Rewrite the material below, replacing "blue training top" with "red training top" and leaving every other character unchanged.

Record excerpts:
[start]

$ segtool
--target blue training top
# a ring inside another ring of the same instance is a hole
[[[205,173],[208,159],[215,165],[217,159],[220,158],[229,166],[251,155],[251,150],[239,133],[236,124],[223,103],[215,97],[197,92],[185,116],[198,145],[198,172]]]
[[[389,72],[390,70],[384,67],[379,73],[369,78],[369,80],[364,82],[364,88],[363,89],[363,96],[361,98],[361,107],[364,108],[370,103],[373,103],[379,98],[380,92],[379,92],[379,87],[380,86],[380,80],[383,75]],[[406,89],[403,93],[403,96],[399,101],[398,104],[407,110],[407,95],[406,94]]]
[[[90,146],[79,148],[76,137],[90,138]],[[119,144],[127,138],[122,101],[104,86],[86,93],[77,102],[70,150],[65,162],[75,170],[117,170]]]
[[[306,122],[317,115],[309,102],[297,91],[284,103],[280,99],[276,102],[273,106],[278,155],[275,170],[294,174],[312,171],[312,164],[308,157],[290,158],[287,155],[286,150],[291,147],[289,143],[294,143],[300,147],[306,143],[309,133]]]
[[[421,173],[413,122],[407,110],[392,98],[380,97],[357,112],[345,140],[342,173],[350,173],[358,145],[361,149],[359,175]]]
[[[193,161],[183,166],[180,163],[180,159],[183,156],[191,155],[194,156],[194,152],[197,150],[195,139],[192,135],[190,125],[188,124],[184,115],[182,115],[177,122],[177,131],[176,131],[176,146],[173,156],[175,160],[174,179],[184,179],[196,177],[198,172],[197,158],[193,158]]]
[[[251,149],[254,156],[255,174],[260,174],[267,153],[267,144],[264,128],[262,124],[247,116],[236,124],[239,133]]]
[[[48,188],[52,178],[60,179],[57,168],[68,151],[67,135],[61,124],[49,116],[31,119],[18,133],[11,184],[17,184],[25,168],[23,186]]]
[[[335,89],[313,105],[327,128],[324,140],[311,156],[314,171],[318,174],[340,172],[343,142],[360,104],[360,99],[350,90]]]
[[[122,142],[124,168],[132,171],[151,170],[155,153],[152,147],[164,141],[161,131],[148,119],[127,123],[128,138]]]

[end]

Response to this exercise:
$ segtool
--target red training top
# a ring inside another ring of the same instance is a hole
[[[205,173],[208,159],[215,165],[217,159],[220,158],[229,166],[251,155],[251,150],[239,133],[236,124],[223,103],[215,97],[197,92],[185,116],[198,145],[198,172]]]
[[[389,72],[390,70],[384,67],[379,73],[369,78],[369,80],[364,82],[364,88],[363,89],[363,96],[361,98],[361,107],[364,108],[370,103],[373,103],[379,98],[380,92],[379,92],[379,87],[380,86],[380,80],[383,75]],[[406,89],[403,93],[403,96],[399,101],[398,104],[407,110],[407,95],[406,94]]]
[[[90,146],[79,148],[76,137],[90,138]],[[119,144],[127,138],[122,101],[104,86],[86,93],[77,102],[70,150],[65,162],[75,170],[117,170]]]
[[[306,122],[317,115],[309,102],[297,91],[284,103],[280,99],[276,102],[273,106],[278,155],[275,170],[294,174],[312,171],[312,164],[308,157],[290,158],[287,155],[286,150],[291,147],[289,143],[294,143],[300,147],[306,143],[309,133]]]
[[[421,173],[413,122],[407,110],[392,98],[380,97],[357,112],[345,140],[342,173],[350,173],[358,145],[361,149],[359,175]]]
[[[193,161],[183,166],[180,163],[180,159],[183,156],[191,155],[194,156],[194,152],[197,150],[195,139],[192,135],[190,125],[188,124],[184,115],[182,115],[177,122],[177,131],[176,131],[176,146],[173,156],[175,160],[174,179],[184,179],[196,177],[198,172],[197,158],[193,158]]]
[[[251,149],[254,156],[255,174],[260,174],[267,153],[267,144],[264,128],[262,124],[247,116],[236,124],[239,133]]]
[[[48,188],[52,178],[60,179],[57,168],[68,151],[67,135],[61,124],[49,116],[31,119],[18,133],[11,184],[17,184],[25,168],[23,186]]]
[[[335,89],[313,105],[327,128],[324,140],[311,156],[314,171],[318,174],[340,172],[343,142],[360,104],[360,99],[350,90]]]
[[[122,142],[124,168],[132,171],[151,170],[155,153],[152,147],[164,141],[161,131],[148,119],[127,123],[128,138]]]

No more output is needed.